> [Textauszug]:

Zum wissenschaftlichen Arsenal dieser Gesellschaftswissenschaft gehören alle materiellen Artefakte (Gegenstände, die durch menschlichen Einfluss geformt worden waren), Spuren von menschlicher Aktivität in der/dem vom Menschen genutzten Landschaft/Heimat/Revier wie Bauten, Feuerstellen, Gruben und Gräben sowie durch menschliche Aktivitäten wie über große Entfernungen nur transportierte, aber ansonsten unveränderte („exotische“/revierfremde) Materialien wie spezielle Molluskenschalen, Federn, Steine, Mineralien und mittels wisenschaftlicher Methoden und Apparate ermittelte Daten/Ergebnisse von Artefakten und anthropogen beeinflussten Bodenschichten. In diese Faktenkategorie gehören auch alle Formen von graphischen Einheiten unterschiedlicher Größe, Form und technischer Gestaltung wie Felszeichnungen durch Farbauftrag oder Materialabtrag, Geoglyphen durch Steinauflagen/-legungen und Bodenabtrag (Scharrzeichnungen).

Die physischen Artefakte haben im Allgemeinen eine konstant bleibende Form und Struktur. Manche bewahren sie jedoch nur bei entsprechend guter und schneller Konservierung nach ihrer Freilegung; manche müssen sofort/kurzfristig allgemeinverständlich dokumentiert werden, da eine qualitätserhaltende Konservierung mit heutigen Methoden - noch - nicht möglich ist. Letzteres betrifft vor allem organische Materialien und Farben. Scheinbar unveränderliche und durch wissenschaftliche Methoden ermittelte Daten von Artefakten und anthropogenen Spuren können jedoch durch neue, bessere, verbesserte Untersuchungsmethoden erkentnistheoretischen Veränderungen/Korrekturen unterliegen ohne deshalb ihren wissenschaftlichen Charakter zu verlieren – man muss jedoch das zur Zeit der Datenermittlung vorhandene wissenschaftliche Untersuchungsniveau berücksichtigen. Eine vor 100 Jahren getroffene und zu ihrer Zeit völlig korrekte wissenschaftliche Aussage kann durch neue, aktuelle Untersuchungsergebnisse stark verändert bis widerlegt werden.

> [Kurze Aufgabe 1]: Sammle aus der folgenden Liste jede Zeile, die die Zeichenfolge „artwork“ enthält, und gib diese Zeilen unverändert wieder. Achte dabei auf Groß- und Kleinschreibung.

> [Quellliste]:
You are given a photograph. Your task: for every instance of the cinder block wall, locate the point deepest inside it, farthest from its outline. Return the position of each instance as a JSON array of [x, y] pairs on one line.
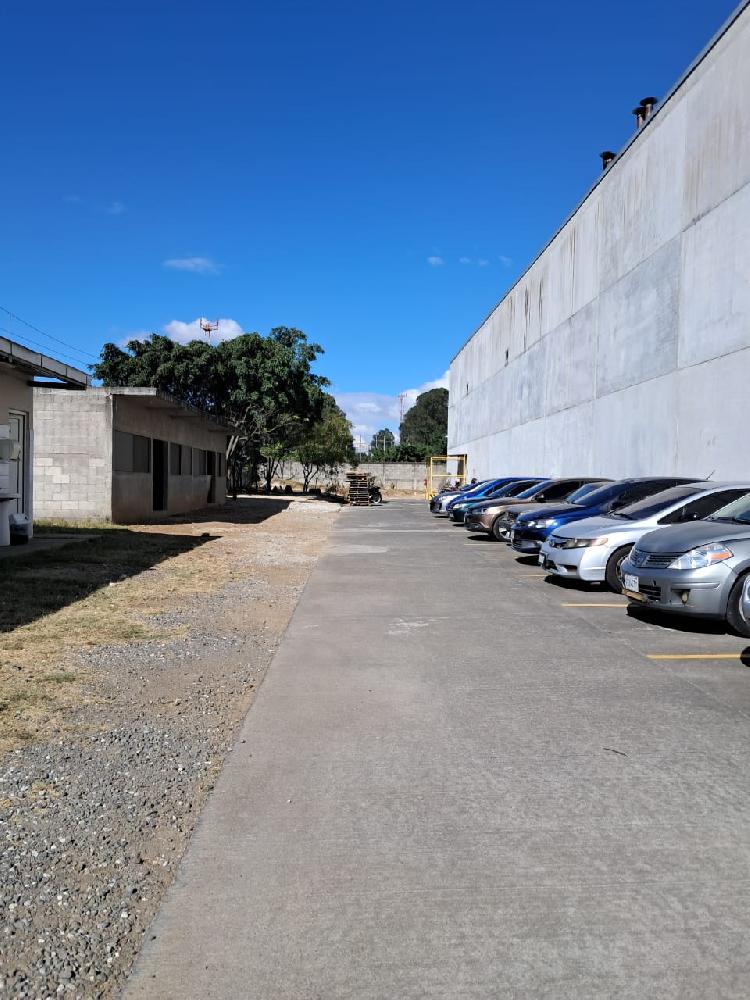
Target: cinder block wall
[[625, 347], [72, 455], [408, 476], [132, 493]]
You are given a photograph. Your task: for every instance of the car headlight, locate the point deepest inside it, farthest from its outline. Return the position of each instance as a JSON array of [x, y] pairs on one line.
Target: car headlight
[[584, 543], [702, 556], [543, 522]]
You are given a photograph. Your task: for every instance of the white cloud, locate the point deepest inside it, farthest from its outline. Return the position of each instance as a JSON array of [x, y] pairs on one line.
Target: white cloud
[[371, 411], [185, 332], [195, 265]]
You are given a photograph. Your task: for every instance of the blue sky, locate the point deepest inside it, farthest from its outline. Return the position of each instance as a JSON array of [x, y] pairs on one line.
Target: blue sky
[[376, 172]]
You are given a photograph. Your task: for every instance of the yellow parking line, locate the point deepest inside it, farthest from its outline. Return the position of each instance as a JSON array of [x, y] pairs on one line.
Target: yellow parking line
[[592, 604], [694, 656]]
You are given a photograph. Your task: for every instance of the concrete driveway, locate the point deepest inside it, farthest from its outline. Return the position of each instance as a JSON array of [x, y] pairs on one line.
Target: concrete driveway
[[460, 781]]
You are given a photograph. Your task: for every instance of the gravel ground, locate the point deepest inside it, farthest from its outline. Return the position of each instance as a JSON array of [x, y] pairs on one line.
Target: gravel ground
[[94, 823]]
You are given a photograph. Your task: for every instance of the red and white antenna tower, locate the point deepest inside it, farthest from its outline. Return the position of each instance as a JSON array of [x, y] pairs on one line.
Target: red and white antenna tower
[[208, 327]]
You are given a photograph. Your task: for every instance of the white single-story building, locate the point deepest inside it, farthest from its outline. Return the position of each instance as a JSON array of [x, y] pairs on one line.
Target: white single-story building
[[19, 366], [125, 455]]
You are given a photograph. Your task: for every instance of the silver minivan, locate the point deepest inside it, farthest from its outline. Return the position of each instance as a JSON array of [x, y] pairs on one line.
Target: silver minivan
[[594, 549], [700, 569]]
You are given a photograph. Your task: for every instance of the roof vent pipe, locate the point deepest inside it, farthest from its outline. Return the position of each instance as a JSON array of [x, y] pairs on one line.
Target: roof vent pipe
[[648, 104], [640, 117]]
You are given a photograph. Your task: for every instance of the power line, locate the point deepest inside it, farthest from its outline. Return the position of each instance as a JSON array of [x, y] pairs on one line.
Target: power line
[[36, 329], [30, 340]]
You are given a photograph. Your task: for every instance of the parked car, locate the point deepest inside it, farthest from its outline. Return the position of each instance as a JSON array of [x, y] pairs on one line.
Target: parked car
[[459, 506], [595, 548], [530, 530], [700, 569], [479, 490], [453, 491], [495, 518]]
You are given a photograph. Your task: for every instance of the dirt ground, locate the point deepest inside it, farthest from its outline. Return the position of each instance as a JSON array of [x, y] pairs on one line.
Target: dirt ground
[[126, 663]]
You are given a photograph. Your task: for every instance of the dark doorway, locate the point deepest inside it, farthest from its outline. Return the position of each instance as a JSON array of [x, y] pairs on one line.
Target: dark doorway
[[211, 470], [161, 453]]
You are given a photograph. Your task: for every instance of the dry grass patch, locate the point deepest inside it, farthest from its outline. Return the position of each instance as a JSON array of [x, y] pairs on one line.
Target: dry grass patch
[[106, 590]]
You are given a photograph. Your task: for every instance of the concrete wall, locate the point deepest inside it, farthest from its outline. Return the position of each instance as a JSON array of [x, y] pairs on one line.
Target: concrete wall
[[625, 348], [408, 476], [132, 492], [73, 455]]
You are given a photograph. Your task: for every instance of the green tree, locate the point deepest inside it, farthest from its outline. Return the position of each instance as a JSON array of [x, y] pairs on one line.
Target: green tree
[[326, 444], [262, 386], [382, 442], [425, 425]]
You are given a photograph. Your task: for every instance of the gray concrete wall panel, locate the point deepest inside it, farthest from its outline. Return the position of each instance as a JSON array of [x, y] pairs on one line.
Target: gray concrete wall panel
[[637, 330], [625, 347], [716, 256]]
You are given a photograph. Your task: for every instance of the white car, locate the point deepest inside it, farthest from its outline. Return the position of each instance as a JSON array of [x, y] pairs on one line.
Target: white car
[[595, 548]]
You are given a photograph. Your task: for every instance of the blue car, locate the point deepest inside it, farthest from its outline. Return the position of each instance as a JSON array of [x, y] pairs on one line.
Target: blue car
[[530, 530], [511, 491], [483, 490]]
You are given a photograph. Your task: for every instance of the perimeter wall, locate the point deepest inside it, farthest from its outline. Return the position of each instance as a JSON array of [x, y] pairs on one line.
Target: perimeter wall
[[625, 348]]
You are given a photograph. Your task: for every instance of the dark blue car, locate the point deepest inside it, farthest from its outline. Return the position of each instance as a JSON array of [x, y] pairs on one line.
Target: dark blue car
[[531, 529], [513, 490], [484, 489]]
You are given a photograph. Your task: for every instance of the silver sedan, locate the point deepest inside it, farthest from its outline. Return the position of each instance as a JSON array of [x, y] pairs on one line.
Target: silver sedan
[[594, 549]]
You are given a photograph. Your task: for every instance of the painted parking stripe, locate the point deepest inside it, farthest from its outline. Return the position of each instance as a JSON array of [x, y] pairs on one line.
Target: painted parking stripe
[[592, 604], [695, 656]]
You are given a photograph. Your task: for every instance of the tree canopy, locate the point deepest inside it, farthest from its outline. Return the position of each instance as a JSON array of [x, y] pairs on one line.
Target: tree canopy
[[263, 386], [382, 440], [425, 426], [327, 444]]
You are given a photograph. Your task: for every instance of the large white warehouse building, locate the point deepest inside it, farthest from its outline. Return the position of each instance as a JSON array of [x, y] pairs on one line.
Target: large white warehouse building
[[625, 347]]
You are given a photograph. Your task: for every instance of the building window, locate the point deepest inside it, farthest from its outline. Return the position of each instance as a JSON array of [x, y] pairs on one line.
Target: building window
[[122, 452], [131, 452], [180, 460], [141, 453], [199, 462]]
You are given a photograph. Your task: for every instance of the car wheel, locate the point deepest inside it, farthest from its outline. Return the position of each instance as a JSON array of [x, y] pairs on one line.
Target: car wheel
[[738, 606], [612, 573]]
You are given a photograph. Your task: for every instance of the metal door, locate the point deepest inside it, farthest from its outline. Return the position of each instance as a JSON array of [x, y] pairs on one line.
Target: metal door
[[17, 465]]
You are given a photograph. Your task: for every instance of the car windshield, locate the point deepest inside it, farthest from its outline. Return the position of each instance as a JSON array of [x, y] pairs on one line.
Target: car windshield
[[601, 495], [515, 489], [737, 512], [532, 491], [582, 492], [649, 506]]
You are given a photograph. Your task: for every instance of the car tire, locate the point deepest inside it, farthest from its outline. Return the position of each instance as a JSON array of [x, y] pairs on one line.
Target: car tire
[[735, 617], [496, 534], [612, 572]]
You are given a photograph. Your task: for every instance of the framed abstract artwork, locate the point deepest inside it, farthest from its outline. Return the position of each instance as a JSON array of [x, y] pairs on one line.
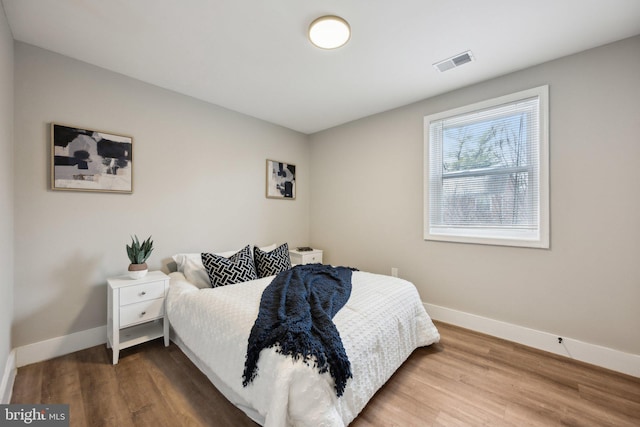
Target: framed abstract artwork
[[90, 160], [281, 180]]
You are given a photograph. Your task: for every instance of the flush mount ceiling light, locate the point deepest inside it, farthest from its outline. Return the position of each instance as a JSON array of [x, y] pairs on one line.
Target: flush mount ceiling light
[[329, 32]]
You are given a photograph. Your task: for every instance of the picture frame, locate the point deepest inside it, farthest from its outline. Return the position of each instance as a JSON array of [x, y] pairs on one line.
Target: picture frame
[[281, 180], [90, 160]]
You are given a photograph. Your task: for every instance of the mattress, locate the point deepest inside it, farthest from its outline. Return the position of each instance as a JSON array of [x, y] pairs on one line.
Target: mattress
[[381, 324]]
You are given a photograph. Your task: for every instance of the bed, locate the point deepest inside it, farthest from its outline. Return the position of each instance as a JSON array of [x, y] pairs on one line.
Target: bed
[[381, 324]]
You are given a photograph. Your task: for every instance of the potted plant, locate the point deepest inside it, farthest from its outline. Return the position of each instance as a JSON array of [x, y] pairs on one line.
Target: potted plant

> [Kurze Aufgabe 2]: Welche Materialien sind laut dem Textauszug vor allem davon betroffen, dass eine qualitätserhaltende Konservierung mit heutigen Methoden noch nicht möglich ist?

> [Vollständige Antwort 1]:
You are given a photograph. Your task: for every instance of the framed abstract artwork, locate the point deepest inside it, farthest from its outline. Return the position of each instance as a JSON array of [x, y] pairs on one line.
Target: framed abstract artwork

> [Vollständige Antwort 2]: Vor allem organische Materialien und Farben.